==== EXTRACTED RECORDS

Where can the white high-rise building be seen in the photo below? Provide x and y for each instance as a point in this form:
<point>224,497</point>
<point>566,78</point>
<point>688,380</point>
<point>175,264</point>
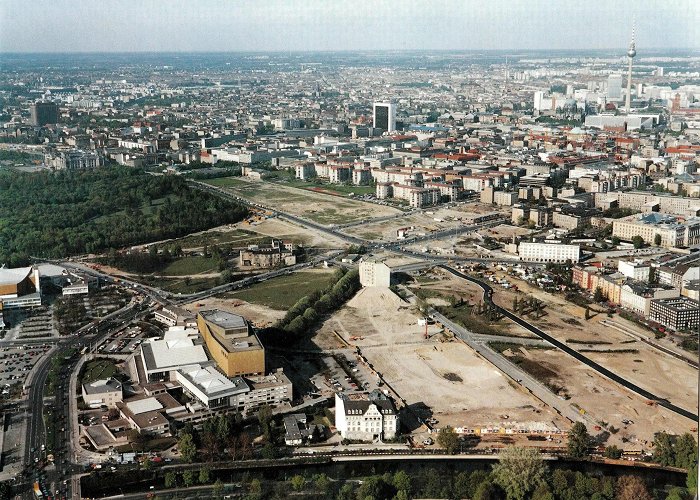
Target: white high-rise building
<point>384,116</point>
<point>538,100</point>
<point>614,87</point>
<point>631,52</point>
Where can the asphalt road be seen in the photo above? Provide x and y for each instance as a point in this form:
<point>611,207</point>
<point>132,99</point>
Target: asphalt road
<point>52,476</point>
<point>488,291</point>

========
==== EXTRACTED RECORDS

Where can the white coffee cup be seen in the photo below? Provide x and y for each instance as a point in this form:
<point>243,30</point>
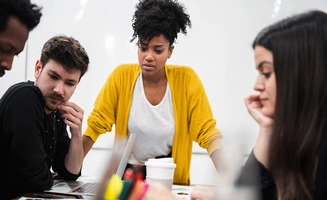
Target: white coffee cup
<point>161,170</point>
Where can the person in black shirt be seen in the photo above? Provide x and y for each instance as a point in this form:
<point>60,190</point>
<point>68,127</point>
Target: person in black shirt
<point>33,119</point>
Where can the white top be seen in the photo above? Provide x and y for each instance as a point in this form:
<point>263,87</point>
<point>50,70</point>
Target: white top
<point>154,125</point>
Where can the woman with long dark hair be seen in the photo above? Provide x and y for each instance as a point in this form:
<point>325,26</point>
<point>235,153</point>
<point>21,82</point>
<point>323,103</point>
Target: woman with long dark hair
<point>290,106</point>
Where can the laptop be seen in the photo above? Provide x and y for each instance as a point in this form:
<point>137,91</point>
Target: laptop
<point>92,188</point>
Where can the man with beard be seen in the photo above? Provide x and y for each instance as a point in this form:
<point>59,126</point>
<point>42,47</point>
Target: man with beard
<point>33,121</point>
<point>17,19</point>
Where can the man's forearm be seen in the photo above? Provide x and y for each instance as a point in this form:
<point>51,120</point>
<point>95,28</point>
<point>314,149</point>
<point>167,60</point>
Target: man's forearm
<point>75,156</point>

========

-- ACTIVITY --
Look through the records above and please copy every line in which the string "photo" occurs.

-- SOLUTION BELOW --
Where can the white high-rise building be seen in the photo below? Provide x and y for each instance as a point in this form:
Where can the asphalt road be seen in the photo above? Provide x and y for each instance as a point in this form:
Where can the white coffee cup be seen in the photo below? Provide x and y for each instance as a point in this form:
Where can the person in black shirt be seen in the photo above? Provide x and y for each instance as a point in this form:
Where can the white top be seen in the photo above? Provide x and y for each instance as a point in this form:
Where can the woman with long dark hair be seen in the photo above? Provide x and y for each instance as a point in this form:
Where can the laptop be seen in the photo above? Provide x and y for each instance as a point in this form:
Where can the man with beard be seen in the photo above? Provide x and y for each instance as a point in this form:
Where can the man's forearm be seen in the photo above? Provide x and y for each instance as a point in this form:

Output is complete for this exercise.